| READING PASSAGE |
** Begin **

That reminds me of my late father. He used to tell us 'don't have expectations, so you won't be disappointed'.
He also reprimanded me that I was too young to have 'likes and dislikes'.
He had this 'essential and urgent' test for any purchase. Not essential, forget it. Essential but not urgent, we will think about when it becomes urgent. Haha, it usually meant never!
So, I just observe that rule for myself but let my wife (who was more affluent growing up) spoil our children! They spend money like water, like real Americans. Good for the economy, I guess.
Btw, I never shop at Nordstrom, just so you don't mistake my metaphor. 

Going by the E&U rule, Wyndham TS was neither! So, I am nonplussed as to what magic spell Wyndham guy at Maui cast upon me in 2016.
I guess when you have postponed your 'present' rewards for 'future' ones all your life, you fall for a guy who says my resplendent future is right here, right now. Smh.

Ok, @HitchHiker71, please give me feedback on my use/abuse of '!" marks. I am serious, I want to get the hang of it.   DM me, if you like.


----------



## geist1223 (Jan 6, 2020)

If/When you read a Post that you think is attacking you or your thoughts try not to respond. Simply dip your shoulder and let it slide by. Take a deep breath and hold it for the count of 20. Then simply move on. When someone cuts me off in traffic I can get upset. I could try and respond. But what good does it do me. Or I can say to myself that person obviously has a need I do not understand and lower my blood pressure.


----------



## ecwinch (Jan 6, 2020)

SNA27 said:


> What would stop Wyndham from changing both the programs to be more and more alike and overcome the resistance to a complete merger?



As is mentioned, they cannot change the programs because the WM governing documents prevent them from doing so. 

Keep in mind that the Club Wyndham Plus is a "Club of Clubs". They certainly could add Worldmark as one of those Clubs. 

But central to how Club Wyndham Plus is the ability of all Clubs to make reservations outside their Club at the 10 month mark. In some cases that is directly built into that Club's governing documents (i.e. CWA), or by the deeded owner assigning their usage rights to the Club in exchange for points. 

Neither is true or even possible with WM under the governing documents. So WM owners would have to consent by a 50%+ majority of the total voting power (excluding the developer) to modify the governing documents. Which would be very difficult to accomplish.


----------



## SNA27 (Jan 6, 2020)

@HitchHiker71, I just realized the probable cause of my mistake. In Sanskrit and Hindi, the 'half-stop' and  'full stop' are indicated by '|' or  '||' respectively. There is no such symbol as '.' I must have been inadvertently using '!' as an approximation for '|'. I am really going to get a handle on this punctuation intricacy. I thank you for pointing out the error in my punctuation.

** End **

Location labeling records:
** Begin **

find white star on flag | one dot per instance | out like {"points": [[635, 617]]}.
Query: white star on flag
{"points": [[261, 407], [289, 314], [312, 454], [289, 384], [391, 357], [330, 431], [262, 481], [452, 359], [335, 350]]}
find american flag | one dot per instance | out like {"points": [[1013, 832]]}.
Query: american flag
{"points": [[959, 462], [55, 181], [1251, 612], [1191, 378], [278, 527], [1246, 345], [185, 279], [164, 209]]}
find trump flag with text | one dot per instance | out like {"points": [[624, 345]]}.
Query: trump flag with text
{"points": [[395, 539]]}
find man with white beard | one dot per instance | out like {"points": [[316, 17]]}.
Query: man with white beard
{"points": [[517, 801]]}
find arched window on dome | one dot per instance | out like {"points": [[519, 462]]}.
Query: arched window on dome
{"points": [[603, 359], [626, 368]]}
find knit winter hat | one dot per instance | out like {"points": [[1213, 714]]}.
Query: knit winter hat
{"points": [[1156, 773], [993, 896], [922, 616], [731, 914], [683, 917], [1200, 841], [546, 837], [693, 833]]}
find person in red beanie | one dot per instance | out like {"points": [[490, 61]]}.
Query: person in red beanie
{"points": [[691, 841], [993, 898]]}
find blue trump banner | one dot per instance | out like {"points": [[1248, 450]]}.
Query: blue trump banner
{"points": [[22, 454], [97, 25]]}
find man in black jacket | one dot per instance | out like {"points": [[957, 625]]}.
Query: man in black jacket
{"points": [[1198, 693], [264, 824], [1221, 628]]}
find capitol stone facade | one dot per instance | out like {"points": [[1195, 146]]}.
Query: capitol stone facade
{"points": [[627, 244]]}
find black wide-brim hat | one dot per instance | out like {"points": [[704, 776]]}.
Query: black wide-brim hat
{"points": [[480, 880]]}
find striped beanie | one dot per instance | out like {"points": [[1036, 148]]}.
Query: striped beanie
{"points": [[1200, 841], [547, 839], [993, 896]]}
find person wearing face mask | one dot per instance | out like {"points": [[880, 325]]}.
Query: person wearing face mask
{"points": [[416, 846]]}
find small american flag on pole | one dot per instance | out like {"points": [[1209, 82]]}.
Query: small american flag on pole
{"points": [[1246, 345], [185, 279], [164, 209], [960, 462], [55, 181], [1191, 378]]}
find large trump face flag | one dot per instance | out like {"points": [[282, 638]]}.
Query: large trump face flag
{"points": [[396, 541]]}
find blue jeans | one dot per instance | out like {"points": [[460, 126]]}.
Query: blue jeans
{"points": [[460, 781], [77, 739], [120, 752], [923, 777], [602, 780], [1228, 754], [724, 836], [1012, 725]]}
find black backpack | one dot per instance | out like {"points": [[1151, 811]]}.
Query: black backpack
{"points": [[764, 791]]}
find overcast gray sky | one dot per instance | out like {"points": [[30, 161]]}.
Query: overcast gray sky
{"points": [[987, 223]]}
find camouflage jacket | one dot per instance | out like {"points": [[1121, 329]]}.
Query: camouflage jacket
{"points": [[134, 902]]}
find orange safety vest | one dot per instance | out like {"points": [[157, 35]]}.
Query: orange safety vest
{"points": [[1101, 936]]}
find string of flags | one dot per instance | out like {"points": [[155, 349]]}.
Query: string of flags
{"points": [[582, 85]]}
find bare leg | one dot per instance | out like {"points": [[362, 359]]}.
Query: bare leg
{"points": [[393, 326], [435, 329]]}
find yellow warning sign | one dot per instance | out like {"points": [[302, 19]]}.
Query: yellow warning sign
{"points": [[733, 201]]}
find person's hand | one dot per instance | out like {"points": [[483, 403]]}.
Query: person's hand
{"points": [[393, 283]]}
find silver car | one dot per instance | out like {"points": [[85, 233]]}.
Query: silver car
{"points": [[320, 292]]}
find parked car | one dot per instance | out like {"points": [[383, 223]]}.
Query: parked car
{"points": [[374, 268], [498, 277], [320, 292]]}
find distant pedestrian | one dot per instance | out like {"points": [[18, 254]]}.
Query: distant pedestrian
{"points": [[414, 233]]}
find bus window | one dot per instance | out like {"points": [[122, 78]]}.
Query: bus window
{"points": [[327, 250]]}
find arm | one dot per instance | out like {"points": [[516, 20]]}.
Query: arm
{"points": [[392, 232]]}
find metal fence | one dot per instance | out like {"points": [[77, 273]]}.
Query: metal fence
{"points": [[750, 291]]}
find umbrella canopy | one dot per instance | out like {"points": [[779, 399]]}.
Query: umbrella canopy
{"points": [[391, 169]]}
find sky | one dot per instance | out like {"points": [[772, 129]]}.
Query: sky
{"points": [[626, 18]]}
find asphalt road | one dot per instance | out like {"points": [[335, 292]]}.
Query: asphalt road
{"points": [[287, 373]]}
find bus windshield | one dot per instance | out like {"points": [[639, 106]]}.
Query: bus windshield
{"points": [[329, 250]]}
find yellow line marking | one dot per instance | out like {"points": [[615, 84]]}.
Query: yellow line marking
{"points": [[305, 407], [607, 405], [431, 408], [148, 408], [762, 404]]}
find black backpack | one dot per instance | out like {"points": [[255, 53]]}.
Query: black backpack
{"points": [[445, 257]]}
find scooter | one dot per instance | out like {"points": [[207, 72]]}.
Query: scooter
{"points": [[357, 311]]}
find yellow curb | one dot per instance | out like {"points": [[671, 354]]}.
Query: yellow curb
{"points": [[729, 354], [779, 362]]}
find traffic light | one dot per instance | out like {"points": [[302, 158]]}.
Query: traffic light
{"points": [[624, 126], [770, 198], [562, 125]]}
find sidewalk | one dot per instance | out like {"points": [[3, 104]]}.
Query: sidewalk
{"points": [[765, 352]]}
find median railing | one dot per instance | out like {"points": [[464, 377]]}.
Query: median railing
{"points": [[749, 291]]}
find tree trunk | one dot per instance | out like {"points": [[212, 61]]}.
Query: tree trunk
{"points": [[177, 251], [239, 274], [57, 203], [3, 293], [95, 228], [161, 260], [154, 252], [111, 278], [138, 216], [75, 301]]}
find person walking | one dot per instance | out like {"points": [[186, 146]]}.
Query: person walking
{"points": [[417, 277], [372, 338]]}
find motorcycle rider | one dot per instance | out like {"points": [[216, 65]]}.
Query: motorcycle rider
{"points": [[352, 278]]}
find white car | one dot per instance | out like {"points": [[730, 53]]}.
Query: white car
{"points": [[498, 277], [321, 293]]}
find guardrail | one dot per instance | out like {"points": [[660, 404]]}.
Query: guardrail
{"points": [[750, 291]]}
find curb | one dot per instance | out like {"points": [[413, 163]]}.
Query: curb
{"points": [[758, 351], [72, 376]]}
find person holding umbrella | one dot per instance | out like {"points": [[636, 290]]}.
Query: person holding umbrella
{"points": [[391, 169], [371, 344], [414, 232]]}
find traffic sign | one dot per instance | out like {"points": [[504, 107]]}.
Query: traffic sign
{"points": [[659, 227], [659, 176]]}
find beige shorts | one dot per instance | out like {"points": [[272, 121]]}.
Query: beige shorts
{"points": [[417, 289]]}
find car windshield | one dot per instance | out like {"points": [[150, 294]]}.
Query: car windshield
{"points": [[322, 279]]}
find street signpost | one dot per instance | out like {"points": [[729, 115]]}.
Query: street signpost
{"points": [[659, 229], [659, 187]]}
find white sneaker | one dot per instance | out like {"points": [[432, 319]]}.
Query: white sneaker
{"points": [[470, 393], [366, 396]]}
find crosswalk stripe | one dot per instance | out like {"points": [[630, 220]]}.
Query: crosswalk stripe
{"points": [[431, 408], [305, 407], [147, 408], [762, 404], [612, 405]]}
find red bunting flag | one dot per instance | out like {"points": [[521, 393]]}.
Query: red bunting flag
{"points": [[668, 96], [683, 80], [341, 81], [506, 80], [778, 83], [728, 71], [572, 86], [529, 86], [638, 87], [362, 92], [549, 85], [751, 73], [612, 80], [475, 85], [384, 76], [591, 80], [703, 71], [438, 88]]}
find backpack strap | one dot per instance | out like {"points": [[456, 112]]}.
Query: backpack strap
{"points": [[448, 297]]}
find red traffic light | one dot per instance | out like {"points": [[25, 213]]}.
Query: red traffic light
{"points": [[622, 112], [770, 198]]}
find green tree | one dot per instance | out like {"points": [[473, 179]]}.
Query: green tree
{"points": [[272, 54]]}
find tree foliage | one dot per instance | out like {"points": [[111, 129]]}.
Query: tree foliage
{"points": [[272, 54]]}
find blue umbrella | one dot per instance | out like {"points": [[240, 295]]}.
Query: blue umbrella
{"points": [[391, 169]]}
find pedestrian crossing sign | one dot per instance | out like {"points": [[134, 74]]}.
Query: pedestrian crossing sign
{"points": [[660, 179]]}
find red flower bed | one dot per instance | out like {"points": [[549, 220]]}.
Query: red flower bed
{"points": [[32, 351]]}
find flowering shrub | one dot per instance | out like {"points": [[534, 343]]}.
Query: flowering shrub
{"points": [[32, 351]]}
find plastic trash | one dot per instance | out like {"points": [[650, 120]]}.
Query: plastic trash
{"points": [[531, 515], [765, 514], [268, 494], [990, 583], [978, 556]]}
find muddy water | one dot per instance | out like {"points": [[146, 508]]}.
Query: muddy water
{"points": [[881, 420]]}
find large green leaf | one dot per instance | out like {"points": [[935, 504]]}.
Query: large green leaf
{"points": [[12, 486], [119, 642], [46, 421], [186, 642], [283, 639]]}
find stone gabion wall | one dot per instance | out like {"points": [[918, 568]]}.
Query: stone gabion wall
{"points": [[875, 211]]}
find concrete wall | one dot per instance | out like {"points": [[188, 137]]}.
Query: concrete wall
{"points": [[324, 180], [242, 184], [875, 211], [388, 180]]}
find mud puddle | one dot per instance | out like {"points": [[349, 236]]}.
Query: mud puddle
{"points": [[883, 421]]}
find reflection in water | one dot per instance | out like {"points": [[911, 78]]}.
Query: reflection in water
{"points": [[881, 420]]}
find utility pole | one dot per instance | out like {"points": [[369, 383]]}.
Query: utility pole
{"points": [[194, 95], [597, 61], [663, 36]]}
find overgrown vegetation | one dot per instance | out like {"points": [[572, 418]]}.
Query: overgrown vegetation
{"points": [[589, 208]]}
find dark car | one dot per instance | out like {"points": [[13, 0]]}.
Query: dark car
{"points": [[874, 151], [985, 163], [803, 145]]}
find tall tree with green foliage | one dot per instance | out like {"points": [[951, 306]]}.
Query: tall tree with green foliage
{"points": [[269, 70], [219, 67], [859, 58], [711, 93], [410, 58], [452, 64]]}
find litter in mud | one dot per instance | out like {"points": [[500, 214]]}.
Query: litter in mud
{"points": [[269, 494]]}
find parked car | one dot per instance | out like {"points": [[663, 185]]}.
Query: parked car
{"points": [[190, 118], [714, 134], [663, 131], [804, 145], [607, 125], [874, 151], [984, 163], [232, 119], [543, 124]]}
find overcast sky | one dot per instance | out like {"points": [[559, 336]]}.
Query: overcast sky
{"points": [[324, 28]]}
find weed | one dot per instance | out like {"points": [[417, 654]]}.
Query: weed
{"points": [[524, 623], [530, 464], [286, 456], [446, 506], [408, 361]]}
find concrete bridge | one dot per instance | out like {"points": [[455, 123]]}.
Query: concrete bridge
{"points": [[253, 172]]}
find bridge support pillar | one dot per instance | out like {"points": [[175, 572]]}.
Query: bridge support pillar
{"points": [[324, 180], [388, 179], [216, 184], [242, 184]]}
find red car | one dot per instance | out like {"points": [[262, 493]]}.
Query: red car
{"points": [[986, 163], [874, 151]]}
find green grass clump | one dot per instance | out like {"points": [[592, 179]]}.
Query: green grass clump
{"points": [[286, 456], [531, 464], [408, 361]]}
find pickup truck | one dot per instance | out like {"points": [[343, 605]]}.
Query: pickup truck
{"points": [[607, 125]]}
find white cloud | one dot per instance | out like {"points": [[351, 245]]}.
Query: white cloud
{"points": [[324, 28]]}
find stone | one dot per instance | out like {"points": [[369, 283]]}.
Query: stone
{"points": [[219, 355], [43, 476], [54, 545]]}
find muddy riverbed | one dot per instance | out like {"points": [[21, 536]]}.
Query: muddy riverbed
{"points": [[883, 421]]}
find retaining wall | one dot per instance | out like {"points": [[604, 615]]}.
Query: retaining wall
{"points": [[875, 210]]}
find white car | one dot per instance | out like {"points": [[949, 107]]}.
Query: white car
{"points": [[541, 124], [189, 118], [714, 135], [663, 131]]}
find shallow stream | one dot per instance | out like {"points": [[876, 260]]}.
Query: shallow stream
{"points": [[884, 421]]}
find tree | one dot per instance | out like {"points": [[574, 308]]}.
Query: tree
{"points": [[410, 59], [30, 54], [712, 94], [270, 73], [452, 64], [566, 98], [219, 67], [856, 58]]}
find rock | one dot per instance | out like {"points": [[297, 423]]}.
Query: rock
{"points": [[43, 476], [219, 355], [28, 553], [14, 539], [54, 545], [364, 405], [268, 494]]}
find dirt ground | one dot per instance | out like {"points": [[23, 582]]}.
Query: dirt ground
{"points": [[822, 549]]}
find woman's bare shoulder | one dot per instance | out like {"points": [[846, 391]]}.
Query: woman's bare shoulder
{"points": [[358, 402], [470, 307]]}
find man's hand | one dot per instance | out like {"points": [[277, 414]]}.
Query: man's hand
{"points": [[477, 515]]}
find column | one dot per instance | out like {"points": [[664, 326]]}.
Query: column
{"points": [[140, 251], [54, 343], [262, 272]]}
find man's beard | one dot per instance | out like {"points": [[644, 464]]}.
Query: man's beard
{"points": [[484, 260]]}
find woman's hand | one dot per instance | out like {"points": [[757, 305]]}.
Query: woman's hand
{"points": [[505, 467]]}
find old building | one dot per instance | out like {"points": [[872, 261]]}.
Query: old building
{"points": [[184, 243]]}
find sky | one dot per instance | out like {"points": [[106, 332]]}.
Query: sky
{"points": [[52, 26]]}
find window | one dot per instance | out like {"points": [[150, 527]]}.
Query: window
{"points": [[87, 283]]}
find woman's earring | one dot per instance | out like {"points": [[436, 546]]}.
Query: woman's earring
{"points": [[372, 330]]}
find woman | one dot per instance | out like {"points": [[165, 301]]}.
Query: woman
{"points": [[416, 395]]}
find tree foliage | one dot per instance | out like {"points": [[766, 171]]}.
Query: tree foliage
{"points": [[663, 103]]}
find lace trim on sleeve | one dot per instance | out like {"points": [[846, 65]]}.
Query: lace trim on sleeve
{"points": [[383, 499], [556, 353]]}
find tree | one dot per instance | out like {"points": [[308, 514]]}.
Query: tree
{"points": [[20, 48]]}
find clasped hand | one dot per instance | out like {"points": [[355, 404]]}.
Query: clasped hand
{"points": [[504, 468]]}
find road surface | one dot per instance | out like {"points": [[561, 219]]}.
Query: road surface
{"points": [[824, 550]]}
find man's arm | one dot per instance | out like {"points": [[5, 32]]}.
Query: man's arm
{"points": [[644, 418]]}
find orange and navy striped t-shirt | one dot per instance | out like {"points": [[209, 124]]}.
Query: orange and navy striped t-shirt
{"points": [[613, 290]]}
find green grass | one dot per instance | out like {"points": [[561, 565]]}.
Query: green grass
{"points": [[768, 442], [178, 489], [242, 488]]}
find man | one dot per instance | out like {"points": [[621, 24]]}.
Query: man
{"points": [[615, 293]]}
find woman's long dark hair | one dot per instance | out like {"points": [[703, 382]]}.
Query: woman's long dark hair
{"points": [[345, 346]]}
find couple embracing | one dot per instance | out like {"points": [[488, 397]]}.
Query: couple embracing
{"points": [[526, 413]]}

** End **

| DIRECTIONS |
[1] Rewrite the paragraph in the forum thread that begins "If/When you read a Post" as a short bulleted list. Keep its main points.
[2] Do these statements agree with the forum thread? Answer yes or no for each, and quote the words that decide it.
(a) The father used a test for purchases based on whether something was essential and urgent.
(b) The poster who mentions Nordstrom shops there.
(c) Changing the WM governing documents would need the consent of a 50%+ majority of the total voting power, excluding the developer.
[3] According to the forum thread, which symbols mark the half-stop and the full stop in Sanskrit and Hindi?

| ANSWERS IN ORDER |
[1]
- Try not to respond to a post that seems to attack you or your thoughts.
- Dip your shoulder and let it slide by.
- Take a deep breath, hold it for a count of 20, then move on.
- When cut off in traffic, the writer could get upset and respond, but it does no good. Instead, they tell themselves the other driver has a need they don't understand, which lowers their blood pressure.

[2]
(a) Yes: "He had this 'essential and urgent' test for any purchase."
(b) No: "Btw, I never shop at Nordstrom"
(c) Yes: "WM owners would have to consent by a 50%+ majority of the total voting power (excluding the developer) to modify the governing documents."

[3] The half-stop is marked by '|' and the full stop by '||'.